Chroniques

par gilles charlassier

soirée de clôture de l’édition 2019
Deuxième Concerto de Brahms par Nelson Freire

Jean-Claude Casadesus dirige l’Orchestre national de Lille
Lille Piano(s) Festival / Le Nouveau Siècle, Lille
- 16 juin 2019
Deuxième Concerto de Brahms par Nelson Freire, à Lille Piano(s) Festival
© ugo ponte | onl

Comme c’est l'usage, sinon la tradition, le Lille Piano(s) Festival se referme par un programme concertant sous la baguette du fondateur Jean-Claude Casadesus. Dirigeant son Orchestre national de Lille, dont il a certes passé les rênes à Alexandre Bloch en 2016 mais avec lequel il garde un évident lien affectif, le chef français accompagne Nelson Freire dans le Concerto pour piano en si bémol majeur Op.83 n°2 de Johannes Brahms.

· · · ·

> Liste des activités:
[a] Répondez à ces questions d’après la chronique :
(i) À quelle date a eu lieu le concert ?
(ii) Dans quelle salle s’est-il tenu ?
(iii) À qui Jean-Claude Casadesus a-t-il passé les rênes de l’Orchestre national de Lille en 2016 ?
[b] Relevez tous les noms de personnes cités dans le paragraphe de la chronique qui commence par « Comme c’est l'usage ».
Les enregistrements proviennent d’une autre source que la chronique.

Entrées enregistrées

· · · ·

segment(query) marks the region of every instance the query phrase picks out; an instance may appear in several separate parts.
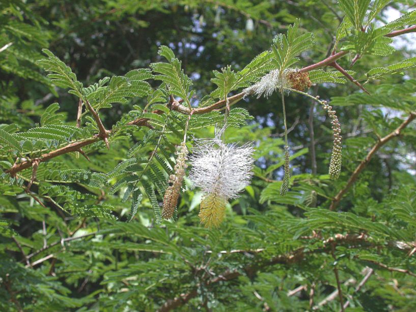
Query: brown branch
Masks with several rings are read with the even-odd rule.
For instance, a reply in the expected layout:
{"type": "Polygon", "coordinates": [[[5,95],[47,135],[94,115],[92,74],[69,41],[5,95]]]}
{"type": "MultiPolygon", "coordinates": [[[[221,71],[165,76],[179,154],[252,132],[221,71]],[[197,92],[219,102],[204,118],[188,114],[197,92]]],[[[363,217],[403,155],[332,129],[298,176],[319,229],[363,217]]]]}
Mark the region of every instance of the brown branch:
{"type": "MultiPolygon", "coordinates": [[[[416,25],[412,26],[405,29],[392,32],[390,34],[385,35],[384,37],[393,38],[394,37],[397,37],[401,35],[403,35],[404,34],[407,34],[408,33],[413,33],[415,32],[416,32],[416,25]]],[[[308,66],[306,66],[306,67],[303,67],[303,68],[301,68],[299,70],[299,71],[301,73],[304,73],[314,69],[318,69],[318,68],[325,67],[326,66],[330,65],[331,63],[335,62],[339,59],[341,59],[343,56],[348,54],[348,51],[341,51],[340,52],[336,53],[335,54],[326,58],[320,62],[318,62],[318,63],[312,64],[312,65],[309,65],[308,66]]]]}
{"type": "Polygon", "coordinates": [[[300,285],[298,287],[296,287],[294,289],[288,291],[288,297],[291,297],[292,296],[297,294],[299,292],[301,292],[302,290],[306,290],[307,288],[307,285],[300,285]]]}
{"type": "MultiPolygon", "coordinates": [[[[304,248],[301,247],[292,252],[279,255],[272,258],[268,261],[259,262],[248,266],[244,269],[243,271],[245,272],[247,275],[249,275],[254,274],[255,272],[257,272],[263,268],[276,264],[285,265],[296,263],[304,260],[306,256],[308,254],[329,251],[331,248],[331,246],[335,243],[338,244],[347,244],[354,245],[357,244],[363,244],[365,245],[369,243],[367,241],[367,236],[361,234],[359,235],[348,234],[344,235],[342,234],[338,234],[334,237],[324,240],[323,241],[324,246],[321,248],[312,250],[308,250],[307,251],[305,251],[304,248]]],[[[409,247],[407,244],[406,245],[406,249],[408,249],[409,247]]],[[[398,247],[398,248],[400,249],[405,249],[404,248],[402,248],[404,247],[404,246],[402,246],[402,244],[393,244],[393,245],[398,247]]],[[[221,281],[227,281],[231,280],[237,278],[242,274],[242,273],[241,271],[236,270],[227,270],[216,277],[208,280],[207,282],[207,285],[211,285],[221,281]]],[[[347,281],[347,282],[350,282],[350,281],[350,281],[349,279],[347,281]]],[[[196,287],[196,289],[191,290],[187,293],[181,294],[177,297],[167,300],[157,311],[159,312],[166,312],[186,304],[190,300],[197,296],[198,295],[197,289],[198,289],[198,287],[196,287]]],[[[335,295],[336,297],[338,295],[338,291],[336,291],[337,292],[335,295]]],[[[320,305],[321,304],[320,303],[319,305],[320,305]]]]}
{"type": "Polygon", "coordinates": [[[57,245],[59,245],[59,244],[61,244],[62,243],[66,242],[69,242],[69,241],[73,241],[73,240],[75,240],[75,239],[80,239],[81,238],[84,238],[84,237],[88,237],[88,236],[91,236],[92,235],[95,235],[96,234],[97,234],[97,232],[93,232],[92,233],[89,233],[88,234],[84,234],[83,235],[80,235],[79,236],[76,236],[75,237],[67,237],[66,238],[63,238],[62,239],[60,239],[59,241],[57,241],[55,242],[54,243],[52,243],[52,244],[48,245],[46,247],[44,247],[43,248],[41,248],[40,249],[38,249],[38,250],[36,250],[36,251],[34,251],[34,252],[32,252],[32,253],[31,253],[30,254],[29,254],[27,256],[27,258],[30,259],[33,257],[35,257],[35,256],[37,256],[37,254],[39,254],[39,253],[40,253],[42,251],[44,251],[45,250],[46,250],[47,249],[48,249],[49,248],[50,248],[51,247],[52,247],[54,246],[56,246],[57,245]]]}
{"type": "Polygon", "coordinates": [[[39,161],[38,159],[34,160],[32,163],[32,176],[31,177],[31,180],[27,184],[27,186],[26,187],[26,189],[28,191],[30,190],[31,187],[33,184],[33,182],[36,180],[36,173],[38,171],[38,167],[39,165],[39,161]]]}
{"type": "MultiPolygon", "coordinates": [[[[406,34],[407,33],[410,33],[415,31],[416,31],[416,26],[412,26],[405,30],[401,30],[399,31],[396,31],[395,32],[393,32],[390,34],[386,35],[385,36],[389,37],[396,37],[397,36],[399,36],[400,35],[402,35],[403,34],[406,34]]],[[[318,68],[321,68],[327,65],[329,65],[330,64],[335,62],[339,59],[346,55],[348,51],[341,51],[333,55],[331,55],[330,56],[328,56],[328,58],[326,58],[324,60],[320,62],[319,62],[315,64],[313,64],[312,65],[309,65],[308,66],[306,66],[306,67],[303,67],[303,68],[300,69],[299,70],[299,71],[300,72],[306,72],[314,69],[317,69],[318,68]]],[[[240,100],[242,99],[246,95],[247,95],[246,93],[241,92],[240,93],[236,94],[235,95],[227,98],[227,100],[229,101],[229,105],[231,106],[235,104],[235,103],[238,102],[240,100]]],[[[42,156],[39,157],[39,160],[40,162],[46,161],[46,160],[48,160],[51,158],[56,157],[58,156],[60,156],[63,154],[65,154],[66,153],[68,153],[70,152],[74,152],[77,151],[79,151],[79,149],[80,149],[81,147],[95,143],[98,141],[100,139],[100,138],[104,138],[104,141],[107,140],[106,138],[108,136],[108,134],[110,133],[110,131],[105,130],[105,128],[102,125],[102,123],[101,122],[101,120],[98,117],[98,114],[95,110],[94,110],[93,108],[91,106],[89,102],[88,101],[87,101],[86,103],[87,105],[88,109],[90,109],[90,111],[91,111],[93,117],[94,118],[94,119],[97,122],[97,125],[98,126],[99,129],[100,130],[100,134],[98,135],[94,135],[93,137],[92,137],[90,139],[81,141],[80,142],[70,143],[67,145],[66,146],[61,148],[60,149],[58,149],[58,150],[56,150],[55,151],[50,152],[47,154],[44,154],[42,155],[42,156]]],[[[211,111],[214,109],[216,109],[220,107],[222,107],[223,106],[226,104],[227,101],[226,100],[222,100],[221,101],[218,101],[216,103],[214,103],[214,104],[206,107],[193,109],[192,109],[192,111],[193,112],[193,114],[197,115],[205,114],[206,112],[211,111]]],[[[186,115],[189,115],[191,112],[190,109],[189,109],[188,107],[186,107],[186,106],[181,105],[180,101],[175,101],[173,103],[172,103],[171,109],[174,110],[176,110],[178,112],[186,115]]],[[[128,124],[134,125],[138,126],[143,126],[151,128],[152,126],[149,124],[148,121],[149,120],[146,118],[140,118],[133,121],[130,122],[128,124]]],[[[107,140],[106,141],[106,145],[107,145],[107,144],[108,140],[107,140]]],[[[6,173],[10,173],[10,175],[12,177],[14,177],[18,172],[21,171],[21,170],[23,170],[24,169],[29,168],[30,166],[31,166],[34,161],[34,160],[32,159],[30,160],[26,160],[18,164],[15,163],[10,169],[6,171],[6,173]]]]}
{"type": "Polygon", "coordinates": [[[315,282],[311,285],[311,291],[309,292],[309,308],[312,308],[314,306],[314,296],[315,296],[315,282]]]}
{"type": "MultiPolygon", "coordinates": [[[[344,282],[344,286],[348,286],[348,285],[350,285],[351,284],[354,284],[356,282],[356,281],[354,278],[349,278],[346,281],[345,281],[345,282],[344,282]]],[[[317,305],[314,306],[312,307],[312,309],[314,310],[317,310],[320,308],[321,306],[322,306],[323,305],[325,305],[328,302],[329,302],[330,301],[335,300],[335,299],[337,298],[337,297],[338,297],[338,290],[336,289],[334,291],[329,294],[328,296],[325,297],[325,299],[324,299],[323,300],[320,302],[317,305]]]]}
{"type": "Polygon", "coordinates": [[[9,278],[9,276],[10,274],[8,273],[6,273],[6,280],[5,280],[5,282],[4,283],[5,287],[6,287],[7,292],[9,293],[9,294],[10,295],[10,301],[14,303],[15,305],[16,305],[16,307],[17,308],[17,310],[19,312],[23,312],[23,309],[22,308],[20,304],[19,303],[19,301],[17,301],[17,299],[16,299],[16,297],[14,295],[17,292],[13,291],[12,290],[12,287],[10,286],[10,280],[9,278]]]}
{"type": "Polygon", "coordinates": [[[82,101],[81,99],[78,102],[78,112],[76,114],[76,126],[81,127],[81,116],[82,115],[82,101]]]}
{"type": "Polygon", "coordinates": [[[7,170],[6,172],[6,173],[10,174],[12,177],[14,177],[18,172],[24,169],[27,169],[29,167],[31,166],[32,165],[32,163],[33,163],[33,162],[35,161],[38,161],[39,162],[43,162],[67,153],[78,151],[80,148],[84,147],[84,146],[89,145],[90,144],[95,143],[95,142],[100,140],[100,138],[99,136],[94,135],[93,137],[83,141],[70,143],[68,145],[66,145],[60,149],[55,150],[52,152],[49,152],[46,154],[44,154],[38,158],[34,158],[31,160],[26,160],[25,161],[23,161],[23,162],[21,162],[20,163],[15,163],[11,168],[8,170],[7,170]]]}
{"type": "Polygon", "coordinates": [[[409,33],[414,33],[416,32],[416,25],[411,26],[404,29],[401,29],[398,31],[395,31],[392,32],[390,34],[384,35],[384,37],[388,37],[389,38],[393,38],[401,35],[404,35],[405,34],[408,34],[409,33]]]}
{"type": "Polygon", "coordinates": [[[30,261],[29,261],[29,259],[27,258],[27,256],[26,256],[26,254],[24,253],[24,251],[23,250],[23,248],[22,248],[22,245],[20,245],[20,243],[16,239],[16,238],[14,236],[12,236],[12,239],[14,241],[14,242],[17,245],[17,248],[19,248],[19,250],[20,250],[20,252],[21,252],[22,254],[23,255],[23,258],[24,258],[25,261],[26,261],[26,264],[28,266],[31,267],[30,261]]]}
{"type": "Polygon", "coordinates": [[[51,253],[50,254],[48,254],[47,256],[44,257],[43,258],[41,258],[40,259],[39,259],[38,260],[36,260],[35,262],[32,262],[31,264],[29,264],[28,265],[26,264],[26,266],[25,266],[25,267],[29,268],[30,266],[31,267],[34,267],[35,265],[37,265],[39,264],[40,263],[42,263],[42,262],[43,262],[44,261],[46,261],[46,260],[48,260],[50,258],[53,258],[54,257],[55,257],[55,255],[53,254],[53,253],[51,253]]]}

· · · ·

> Solutions par activité:
[a]
(i) Le 16 juin 2019.
(ii) Au Nouveau Siècle, à Lille.
(iii) À Alexandre Bloch.

[b] Jean-Claude Casadesus, Alexandre Bloch, Nelson Freire, Johannes Brahms